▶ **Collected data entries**
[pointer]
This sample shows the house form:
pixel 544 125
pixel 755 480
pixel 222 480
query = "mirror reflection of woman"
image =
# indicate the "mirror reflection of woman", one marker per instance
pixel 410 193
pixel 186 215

▶ **What is asked**
Present every line of the listing above as a Markdown table with the columns "Row" and "Line," skipping any blank lines.

▶ **Exercise solution**
| Row | Line |
|---|---|
| 1 | [pointer] |
| 2 | This sample shows the house form: |
| 3 | pixel 544 125 |
| 4 | pixel 755 480 |
| 5 | pixel 222 480 |
| 6 | query = "mirror reflection of woman" |
| 7 | image = |
| 8 | # indicate the "mirror reflection of woman", one marker per instance |
| 9 | pixel 410 193 |
| 10 | pixel 186 215 |